▶ Passage shown:
- - -

# 1970 Schwinn Typhoon



## Jarod24 (Jun 6, 2017)

Here's one I picked up today. Not typically something I'd buy but it was just too nice and too cheap not to.  It's a 1970 schwinn typhoon campus green, turned out to be even cooler cause it was originally purchased local here in Mesa, AZ at Pats schwinn cyclery on main st. Being born and raised in mesa, that makes the bike that much more awesome. When I first got into vintage bikes I wanted one of these models in this color so bad. I Ended up getting into balloon tire bikes and skipped right over it.  Bike is in amazing condition for being almost 50 years old. Had brand new tires and tubes on it already too. Check it out!


----------



## GTs58 (Jun 6, 2017)

Can't beat nice when it's cheap!
 I went to school with Pat's son Ken and hung out at the bike shop quite a bit during the Summer months. Ken and his older brother took over the business after their Dad died but finally called it quits around 2009. A couple years ago I was looking for some Positron shifter cables and I called that number that you see on the bike. I was totally surprised when Ken answered!


----------



## Jarod24 (Jun 6, 2017)

GTs58 said:


> Can't beat nice when it's cheap!

- - -

Data entries:
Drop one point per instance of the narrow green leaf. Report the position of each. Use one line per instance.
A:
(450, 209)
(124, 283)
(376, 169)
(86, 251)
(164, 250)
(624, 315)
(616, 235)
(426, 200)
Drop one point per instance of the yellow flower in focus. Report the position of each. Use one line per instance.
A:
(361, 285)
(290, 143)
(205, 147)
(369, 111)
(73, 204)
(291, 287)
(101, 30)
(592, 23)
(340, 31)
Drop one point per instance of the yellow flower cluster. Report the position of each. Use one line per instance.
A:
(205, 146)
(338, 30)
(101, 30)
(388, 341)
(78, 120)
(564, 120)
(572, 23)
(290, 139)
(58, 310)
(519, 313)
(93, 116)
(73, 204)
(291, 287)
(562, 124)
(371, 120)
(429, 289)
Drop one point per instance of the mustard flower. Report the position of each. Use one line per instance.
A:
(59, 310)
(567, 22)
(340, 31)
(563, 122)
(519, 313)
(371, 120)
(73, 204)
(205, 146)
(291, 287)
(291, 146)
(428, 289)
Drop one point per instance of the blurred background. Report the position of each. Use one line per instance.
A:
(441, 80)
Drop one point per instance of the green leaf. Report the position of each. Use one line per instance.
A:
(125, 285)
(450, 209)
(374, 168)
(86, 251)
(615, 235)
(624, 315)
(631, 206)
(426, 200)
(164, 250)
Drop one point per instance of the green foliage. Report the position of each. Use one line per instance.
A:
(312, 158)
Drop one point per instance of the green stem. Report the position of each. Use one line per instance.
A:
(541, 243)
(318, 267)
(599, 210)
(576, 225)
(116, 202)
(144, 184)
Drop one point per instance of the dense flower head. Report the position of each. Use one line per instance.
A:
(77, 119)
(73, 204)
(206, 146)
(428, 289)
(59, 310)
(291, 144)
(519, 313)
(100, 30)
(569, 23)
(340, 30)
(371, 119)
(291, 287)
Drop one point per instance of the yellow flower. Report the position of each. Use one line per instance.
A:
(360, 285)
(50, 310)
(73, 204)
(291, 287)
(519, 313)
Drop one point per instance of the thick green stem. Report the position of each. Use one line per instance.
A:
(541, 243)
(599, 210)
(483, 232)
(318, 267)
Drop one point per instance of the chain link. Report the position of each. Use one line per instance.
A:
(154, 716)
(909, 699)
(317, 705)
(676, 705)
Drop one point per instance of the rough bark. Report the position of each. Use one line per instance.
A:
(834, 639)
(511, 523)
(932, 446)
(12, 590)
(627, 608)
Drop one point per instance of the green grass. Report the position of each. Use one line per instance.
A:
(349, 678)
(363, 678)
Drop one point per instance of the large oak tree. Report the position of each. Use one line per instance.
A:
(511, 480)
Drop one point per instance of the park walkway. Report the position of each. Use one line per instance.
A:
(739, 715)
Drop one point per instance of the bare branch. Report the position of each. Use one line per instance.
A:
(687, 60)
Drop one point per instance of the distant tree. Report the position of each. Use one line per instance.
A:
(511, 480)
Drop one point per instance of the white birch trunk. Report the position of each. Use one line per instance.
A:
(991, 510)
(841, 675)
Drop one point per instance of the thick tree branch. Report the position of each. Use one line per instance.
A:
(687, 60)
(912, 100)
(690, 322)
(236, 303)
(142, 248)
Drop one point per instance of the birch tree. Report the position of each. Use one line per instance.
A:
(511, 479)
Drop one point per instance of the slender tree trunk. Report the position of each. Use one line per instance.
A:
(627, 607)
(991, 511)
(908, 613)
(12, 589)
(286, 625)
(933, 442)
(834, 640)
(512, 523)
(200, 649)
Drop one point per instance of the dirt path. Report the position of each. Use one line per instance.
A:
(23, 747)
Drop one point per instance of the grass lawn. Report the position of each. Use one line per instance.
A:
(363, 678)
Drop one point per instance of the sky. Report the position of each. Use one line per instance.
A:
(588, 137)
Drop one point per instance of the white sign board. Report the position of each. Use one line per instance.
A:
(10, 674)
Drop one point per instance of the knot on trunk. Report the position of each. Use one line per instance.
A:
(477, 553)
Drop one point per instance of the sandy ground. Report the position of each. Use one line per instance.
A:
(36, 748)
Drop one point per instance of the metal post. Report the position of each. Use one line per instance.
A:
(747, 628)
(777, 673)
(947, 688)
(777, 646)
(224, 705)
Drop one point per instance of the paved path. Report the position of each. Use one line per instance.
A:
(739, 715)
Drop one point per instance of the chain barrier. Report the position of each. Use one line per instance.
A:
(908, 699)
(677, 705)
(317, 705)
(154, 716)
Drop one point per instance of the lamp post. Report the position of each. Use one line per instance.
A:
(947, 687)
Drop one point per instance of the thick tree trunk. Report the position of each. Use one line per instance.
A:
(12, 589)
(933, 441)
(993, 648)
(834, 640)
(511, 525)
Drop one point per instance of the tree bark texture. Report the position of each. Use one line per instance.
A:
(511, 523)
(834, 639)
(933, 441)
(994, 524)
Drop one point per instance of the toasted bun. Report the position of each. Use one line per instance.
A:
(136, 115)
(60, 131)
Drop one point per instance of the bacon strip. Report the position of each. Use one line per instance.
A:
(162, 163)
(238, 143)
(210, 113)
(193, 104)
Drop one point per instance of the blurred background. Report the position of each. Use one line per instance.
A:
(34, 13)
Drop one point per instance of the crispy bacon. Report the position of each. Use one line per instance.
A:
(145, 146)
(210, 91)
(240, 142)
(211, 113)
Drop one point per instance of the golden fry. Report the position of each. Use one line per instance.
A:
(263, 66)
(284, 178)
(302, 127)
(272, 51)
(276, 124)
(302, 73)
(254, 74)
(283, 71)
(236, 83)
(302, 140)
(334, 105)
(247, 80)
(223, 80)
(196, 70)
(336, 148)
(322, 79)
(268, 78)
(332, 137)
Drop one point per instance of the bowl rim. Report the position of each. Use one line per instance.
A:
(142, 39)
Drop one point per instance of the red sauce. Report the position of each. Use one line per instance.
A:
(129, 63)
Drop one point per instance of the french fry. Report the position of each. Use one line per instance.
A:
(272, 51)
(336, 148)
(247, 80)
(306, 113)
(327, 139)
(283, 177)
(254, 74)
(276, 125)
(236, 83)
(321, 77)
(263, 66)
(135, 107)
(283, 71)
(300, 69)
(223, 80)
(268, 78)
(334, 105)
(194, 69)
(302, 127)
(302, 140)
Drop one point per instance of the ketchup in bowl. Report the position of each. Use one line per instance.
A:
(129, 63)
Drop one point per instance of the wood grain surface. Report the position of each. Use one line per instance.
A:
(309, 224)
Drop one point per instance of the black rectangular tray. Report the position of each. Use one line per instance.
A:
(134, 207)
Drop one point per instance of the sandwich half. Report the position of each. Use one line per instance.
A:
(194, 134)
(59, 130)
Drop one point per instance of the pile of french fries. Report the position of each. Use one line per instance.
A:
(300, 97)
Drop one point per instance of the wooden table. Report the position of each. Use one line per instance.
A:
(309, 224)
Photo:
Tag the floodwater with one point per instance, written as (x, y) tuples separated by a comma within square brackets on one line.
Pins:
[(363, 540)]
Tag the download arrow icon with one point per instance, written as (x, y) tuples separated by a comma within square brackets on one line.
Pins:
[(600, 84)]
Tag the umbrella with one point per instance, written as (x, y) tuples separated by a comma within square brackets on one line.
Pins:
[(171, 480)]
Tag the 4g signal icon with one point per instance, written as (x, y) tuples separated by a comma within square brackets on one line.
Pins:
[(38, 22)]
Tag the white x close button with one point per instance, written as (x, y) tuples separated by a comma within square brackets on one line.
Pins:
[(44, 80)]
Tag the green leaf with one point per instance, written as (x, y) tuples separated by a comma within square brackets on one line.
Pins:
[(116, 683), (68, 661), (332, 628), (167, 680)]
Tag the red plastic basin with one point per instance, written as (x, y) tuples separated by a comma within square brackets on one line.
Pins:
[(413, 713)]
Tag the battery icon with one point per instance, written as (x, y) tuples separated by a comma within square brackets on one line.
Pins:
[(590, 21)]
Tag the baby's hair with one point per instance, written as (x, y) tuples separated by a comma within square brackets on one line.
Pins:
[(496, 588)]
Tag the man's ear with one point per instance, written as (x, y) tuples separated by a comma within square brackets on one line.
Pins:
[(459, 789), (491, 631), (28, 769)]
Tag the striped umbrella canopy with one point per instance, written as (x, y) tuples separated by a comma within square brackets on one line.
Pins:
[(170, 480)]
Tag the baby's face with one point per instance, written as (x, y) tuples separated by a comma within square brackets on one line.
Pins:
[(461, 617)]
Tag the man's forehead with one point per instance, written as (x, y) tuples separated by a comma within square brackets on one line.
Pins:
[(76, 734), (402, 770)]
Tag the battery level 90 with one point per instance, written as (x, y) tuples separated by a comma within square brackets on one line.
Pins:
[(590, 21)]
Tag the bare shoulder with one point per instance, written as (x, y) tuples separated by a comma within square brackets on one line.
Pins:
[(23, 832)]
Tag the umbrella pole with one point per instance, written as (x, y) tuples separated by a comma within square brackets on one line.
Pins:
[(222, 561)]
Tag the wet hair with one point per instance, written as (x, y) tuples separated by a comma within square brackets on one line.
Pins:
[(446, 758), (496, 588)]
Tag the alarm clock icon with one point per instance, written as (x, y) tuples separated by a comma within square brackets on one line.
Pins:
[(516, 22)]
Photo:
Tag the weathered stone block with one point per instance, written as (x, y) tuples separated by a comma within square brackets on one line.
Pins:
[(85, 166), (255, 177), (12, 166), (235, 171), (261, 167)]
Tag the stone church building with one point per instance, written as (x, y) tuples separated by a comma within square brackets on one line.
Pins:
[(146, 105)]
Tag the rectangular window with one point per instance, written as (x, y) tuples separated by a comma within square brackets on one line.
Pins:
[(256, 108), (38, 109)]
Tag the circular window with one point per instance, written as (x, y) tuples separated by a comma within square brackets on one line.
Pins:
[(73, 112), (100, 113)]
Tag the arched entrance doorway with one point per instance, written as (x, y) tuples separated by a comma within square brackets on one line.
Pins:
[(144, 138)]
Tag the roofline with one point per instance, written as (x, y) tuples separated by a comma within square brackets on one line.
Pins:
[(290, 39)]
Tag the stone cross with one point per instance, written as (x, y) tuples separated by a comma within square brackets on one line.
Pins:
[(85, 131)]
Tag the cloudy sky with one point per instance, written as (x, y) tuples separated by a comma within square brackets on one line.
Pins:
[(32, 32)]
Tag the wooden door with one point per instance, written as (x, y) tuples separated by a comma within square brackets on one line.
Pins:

- - -

▶ Task objective: Carry on the forum thread about the 1970 Schwinn Typhoon from the point where it stops.

▶ Result for this task:
> I went to school with Pat's son Ken and hung out at the bike shop quite a bit during the Summer months. Ken and his older brother took over the business after their Dad died but finally called it quits around 2009. A couple years ago I was looking for some Positron shifter cables and I called that number that you see on the bike. I was totally surprised when Ken answered!




That's awesome man! Do you know when they opened that shop up?


----------



## Jarod24 (Jun 6, 2017)

@GTs58 you think that seat is original?


----------



## GTs58 (Jun 6, 2017)

Jarod24 said:


> That's awesome man! Do you know when they opened that shop up?




I believe that shop on Main St was opened in 1957. Prior to that starting in 1947, Pat had his shop on I believe MacDonald, south of Main.

I'm thinking the seat would have been a color matching Mesinger.


----------



## rollfaster (Jun 7, 2017)

Nice one, gotta love campus green! Just like a 71 I had about four years ago. Love the fact that yours lived all of it's life in your city, local is great!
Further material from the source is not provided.